▶ **Directions for this task**
Transcribe the following records in full, exactly as shown.

[Region pointing data]
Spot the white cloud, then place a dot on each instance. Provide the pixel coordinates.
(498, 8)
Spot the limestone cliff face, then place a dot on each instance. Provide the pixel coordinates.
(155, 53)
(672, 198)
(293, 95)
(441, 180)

▶ **Response**
Spot the white cloud, then place a dot on each instance. Provide the pixel coordinates.
(498, 8)
Spot the limestone cliff face, then place a dot on each instance. Provide the pixel coordinates.
(155, 53)
(672, 198)
(293, 95)
(441, 180)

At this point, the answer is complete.